▶ DOKUMENTTEXT:
=-=-=-=-=

# Brandungsangeln auf Bornholm???



## bronco (11. April 2005)

Hallo zusammen!
habe die Frage gestern schon an anderer Stelle gestellt, aber noch ein Versuch: Lohnt es sich, eine Ausrüstung zum Brandungsangeln mit nach Bornholm zu nehmen? Bin für alle Tipps dankbar.

Grüße
Frank


----------



## horni 0815 (17. April 2005)

*AW: Brandungsangeln auf Bornholm???*

War letztes Jahr im April auf Bornholm. Zwei der Mitreisenden hatten nicht die richtige Gedult zum Meerforellen angeln und haben sich in etlichen Angelläden nach den Brandungsangelmöglichkeiten erkundigt. Die besten und scheinbar auch einzigen Möglichkeiten hat man von der Hafenmole in Hammerhus, ganz oben im Norden. Der platz wurde dann auch aufgesucht und festgestellt, das die mitgebrachten Wattwürmer und Seeringler nicht einen Biss brachten. Kurz vor der Aufgabe bekamen wir von einem Einheimischen die Information das hier nur mit Tiefseegarnelen gefangen wir. Die bekommt man in jedem Laden auf Bornholm für wenig Geld. Das wurde dann auch ausprobiert. Und nun kamen auch ein paar Platte. Später wurde uns noch erzählt, das die Mole im Mai recht gut für Steinbutt sein soll, dann aber mit Tobis oder Sprotten am langen Vorfach als Köder. Dorsche werden praktisch nicht vom Ufer aus gefangen, obwohl man zum teil erhebliche Wassertiefen erreicht und es einen echt guten Dorschbestand gibt. In dem Zusammenhang würde ich mich mal nach einer Kuttertour umhören, die machen da echte Traumfänge beim Pilken.


----------



## bronco (18. April 2005)

=-=-=-=-=

▶ DATENABSCHNITT:

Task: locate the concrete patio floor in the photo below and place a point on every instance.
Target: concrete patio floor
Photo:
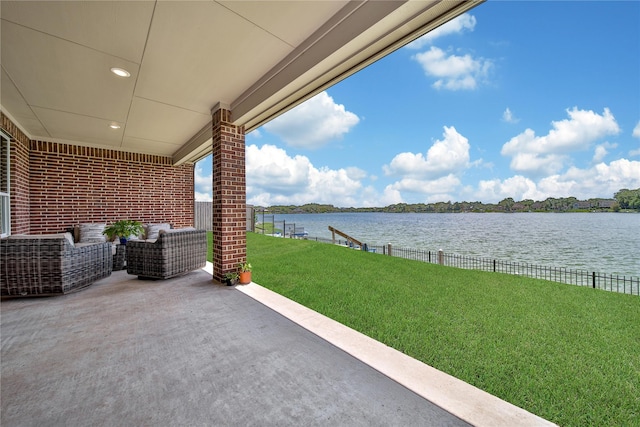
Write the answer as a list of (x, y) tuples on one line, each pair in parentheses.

=-=-=-=-=

▶ AUFGABEN:
A: Nenne alle Köder, die im Thread zum Brandungsangeln auf Bornholm erwähnt werden.
B: Setze den Thread zum Brandungsangeln auf Bornholm an der Stelle fort, an der er aufhört.

▶ LÖSUNGEN:
A: Wattwürmer, Seeringler, Tiefseegarnelen, Tobis, Sprotten

B:
*AW: Brandungsangeln auf Bornholm???*

@horni

Danke für die Infos!

Was mich wundert ist die Aussage, dass kaum Dorsche vom Ufer gefangen werden, wenn es doch gute Bestände gibt. Versucht es nur keiner oder woran kann es liegen. - In einer der großen Angelzeitschriften war mal ein Artikel über Bornholm, der eine Stelle ich glaube im Südosten der Insel als gute Dorschstelle ausgewiesen hat.

Grüße

Frank


----------



## mcmc (19. April 2005)

*AW: Brandungsangeln auf Bornholm???*

Hallo Bronco,
meine Erfahrungen zum Angeln auf Bornholm:
Im Mai Hornhechte satt mit Wassekugel und Heringsfetzen. Probiere einmal die kleinen Holzbrücken in den Orten zwischen Rönne und Duodde. Brandungsangeln im Rönner Hafen oder auf den beschriebenen Brücken auf Plattfisch mit Heringsstücken und Krabben. Wir hatten Heringe und Nordseekrabbenfleich mitgebracht. Platte satt damit. Brandungsgerät ist dabei nicht unbedingt nötig. Dorsch haben wir nicht gefangen. Die Fischer hatten aber kistenweise Großdorsch. Da war kein Fisch unter 60cm. Die größten kratzten an der Metermarke. Ein Versuch mit Boot lohnt daher bestimmt.


----------



## Karstein (19. April 2005)

*AW: Brandungsangeln auf Bornholm???*

@ bronco: nochmal zum Brandungsangeln auf Plattfisch. Die bekannteste Stelle der Insel ist der Strand Hvide Odde, südlich des Flughafens Rønne (da haben wir es allerdings noch nicht versucht).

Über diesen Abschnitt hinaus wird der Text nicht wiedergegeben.